Questions »
1/ According to the text about dry eye, how many times per minute does a person normally blink?
2/ Carry the text about dry eye forward, picking up right after its final sentence.

The final score ranges from 0 to 100. A score of 0 to 12 is considered normal. Scores of 13 to 22 indicate mild dry eye, 23 to 32 is moderate, and anything above 33 suggests severe dry eye disease. You can find the questionnaire online and fill it out before an appointment to give your doctor a useful baseline.
Is It Dry Eye or Allergies?
Dry eye and eye allergies share several symptoms: redness, watery eyes, light sensitivity, and blurry vision. The key differentiator is itching. While dry eye can cause a mild itch, allergic conjunctivitis produces an intense, almost unbearable urge to rub your eyes. If the itching comes alongside a runny nose, sneezing, or swollen puffy eyelids, allergies are the more likely explanation.
Dry eye, by contrast, leans more toward burning, stinging, and that foreign-body sensation. The mucus discharge also differs. Allergies tend to produce a watery or slightly milky discharge, while dry eye produces thicker, stringy strands. Of course, you can have both conditions simultaneously, which complicates things. If over-the-counter allergy drops don’t resolve your symptoms, dry eye is worth investigating.
Screen Time and Blink Rate
You normally blink about 15 times per minute. When you’re staring at a computer, phone, or tablet, that rate drops to just 5 to 7 blinks per minute. Each blink spreads a fresh layer of tears across your eye’s surface, so cutting your blink rate by more than half means your tear film breaks down repeatedly throughout the day. This is one reason dry eye symptoms often spike during work hours and improve on weekends or vacations.
If your symptoms are clearly tied to screen use, try the 20-20-20 rule: every 20 minutes, look at something 20 feet away for 20 seconds. Consciously blinking a few extra times during that break helps reset your tear film. Positioning your monitor slightly below eye level also helps, because looking downward narrows the exposed surface area of your eye and slows evaporation.
What Happens at a Dry Eye Exam
If you suspect dry eye, an eye doctor can confirm it with a few quick, painless tests. The tear breakup time test involves placing a drop of fluorescein dye in your eye and watching through a special light as your tear film thins out. If the film breaks apart in under 10 seconds, that’s considered abnormal and confirms tear instability.

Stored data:
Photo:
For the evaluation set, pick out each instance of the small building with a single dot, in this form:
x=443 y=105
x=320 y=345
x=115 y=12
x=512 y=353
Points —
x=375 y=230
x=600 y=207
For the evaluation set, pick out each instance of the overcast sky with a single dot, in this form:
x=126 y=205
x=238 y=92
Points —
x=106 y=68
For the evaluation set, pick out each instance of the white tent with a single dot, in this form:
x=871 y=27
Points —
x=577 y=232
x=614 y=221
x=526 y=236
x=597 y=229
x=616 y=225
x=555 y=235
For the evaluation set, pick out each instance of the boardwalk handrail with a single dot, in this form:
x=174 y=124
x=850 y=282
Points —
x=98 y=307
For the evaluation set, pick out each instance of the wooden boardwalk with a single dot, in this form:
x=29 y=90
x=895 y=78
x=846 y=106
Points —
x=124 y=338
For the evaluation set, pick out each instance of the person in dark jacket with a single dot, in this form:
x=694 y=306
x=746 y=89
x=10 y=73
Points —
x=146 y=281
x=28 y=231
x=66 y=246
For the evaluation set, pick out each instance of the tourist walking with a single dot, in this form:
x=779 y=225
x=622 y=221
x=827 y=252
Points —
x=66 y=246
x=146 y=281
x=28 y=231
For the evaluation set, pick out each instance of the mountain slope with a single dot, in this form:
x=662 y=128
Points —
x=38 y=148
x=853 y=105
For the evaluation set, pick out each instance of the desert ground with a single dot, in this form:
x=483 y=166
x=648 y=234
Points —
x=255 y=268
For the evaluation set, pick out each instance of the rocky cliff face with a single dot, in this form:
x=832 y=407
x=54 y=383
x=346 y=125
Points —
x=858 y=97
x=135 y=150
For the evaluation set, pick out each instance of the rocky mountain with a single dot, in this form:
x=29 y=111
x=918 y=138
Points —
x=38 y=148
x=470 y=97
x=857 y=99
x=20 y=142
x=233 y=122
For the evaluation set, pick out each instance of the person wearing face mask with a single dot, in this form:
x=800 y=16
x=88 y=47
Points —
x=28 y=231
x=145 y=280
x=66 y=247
...
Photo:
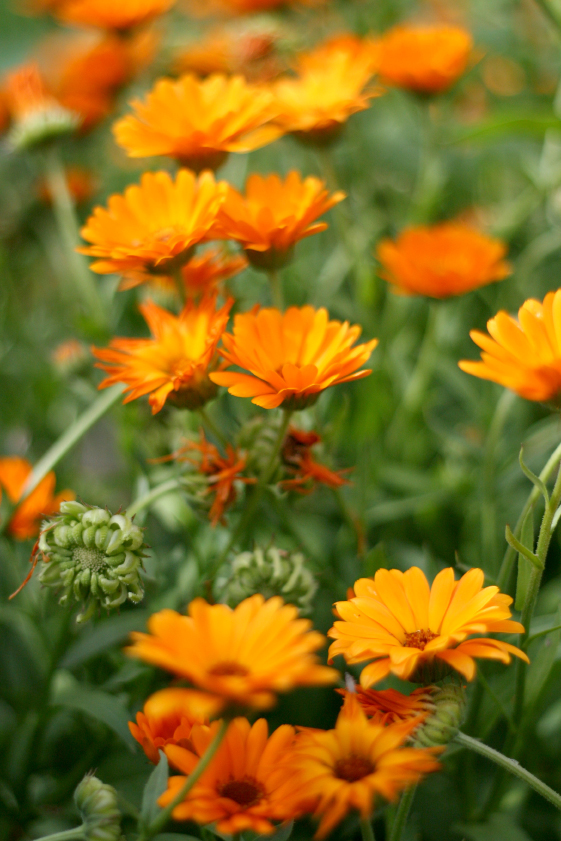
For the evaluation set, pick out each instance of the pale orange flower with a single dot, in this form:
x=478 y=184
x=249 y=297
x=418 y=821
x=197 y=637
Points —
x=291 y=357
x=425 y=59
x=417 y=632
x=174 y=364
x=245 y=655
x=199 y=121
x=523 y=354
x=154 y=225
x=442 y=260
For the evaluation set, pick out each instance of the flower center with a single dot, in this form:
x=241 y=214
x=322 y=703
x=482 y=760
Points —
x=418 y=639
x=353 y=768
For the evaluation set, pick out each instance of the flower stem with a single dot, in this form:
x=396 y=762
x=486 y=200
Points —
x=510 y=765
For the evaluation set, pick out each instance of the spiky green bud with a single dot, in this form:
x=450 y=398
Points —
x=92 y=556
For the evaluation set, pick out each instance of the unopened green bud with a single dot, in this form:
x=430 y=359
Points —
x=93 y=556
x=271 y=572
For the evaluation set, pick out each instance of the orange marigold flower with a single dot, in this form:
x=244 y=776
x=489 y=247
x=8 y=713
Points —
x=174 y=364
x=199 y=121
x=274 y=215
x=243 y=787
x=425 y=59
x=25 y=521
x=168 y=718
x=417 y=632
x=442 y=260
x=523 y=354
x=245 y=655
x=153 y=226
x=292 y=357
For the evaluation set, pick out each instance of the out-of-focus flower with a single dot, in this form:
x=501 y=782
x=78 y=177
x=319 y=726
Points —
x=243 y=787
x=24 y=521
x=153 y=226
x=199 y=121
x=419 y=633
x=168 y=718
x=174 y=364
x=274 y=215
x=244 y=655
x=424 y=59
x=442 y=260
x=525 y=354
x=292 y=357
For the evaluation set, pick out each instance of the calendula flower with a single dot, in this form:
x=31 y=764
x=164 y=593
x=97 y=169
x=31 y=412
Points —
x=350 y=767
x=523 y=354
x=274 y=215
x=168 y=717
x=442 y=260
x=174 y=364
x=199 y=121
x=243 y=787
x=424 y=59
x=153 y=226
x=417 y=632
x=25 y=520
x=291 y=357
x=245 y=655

Set of answers »
1/ About 15 times per minute.

2/
Another common test is the Schirmer test, where a small strip of filter paper is placed under your lower eyelid for five minutes. If the strip absorbs more than 10 millimeters of moisture, your tear production is normal. Less than that suggests you’re not producing enough tears. Your doctor may also examine the oil glands along your eyelid margins by gently pressing on them. Healthy glands release clear oil; blocked glands produce a thick, toothpaste-like substance or nothing at all.
These tests, combined with your symptom history, let your doctor classify your dry eye by type and severity, which determines the best treatment path. For mild cases, preservative-free artificial tears and lifestyle changes may be enough. Moderate to severe cases often require prescription anti-inflammatory drops, punctal plugs that help your eyes retain moisture, or in-office procedures that restore oil gland function.
Risk Factors That Make Dry Eye More Likely
Certain factors make you more prone to developing dry eye. Age is the biggest one: tear production naturally declines as you get older. Hormonal changes during menopause also increase risk, which is why dry eye is more common in women. Wearing contact lenses long-term can reduce corneal sensitivity and disrupt your tear film. Medications like antihistamines, decongestants, antidepressants, and blood pressure drugs can all reduce tear production as a side effect.
Environmental triggers matter too. Air conditioning, heating, ceiling fans, and low-humidity climates all accelerate tear evaporation. If you notice your symptoms are seasonal or tied to specific environments, adjusting humidity levels or using a humidifier in your bedroom can make a noticeable difference.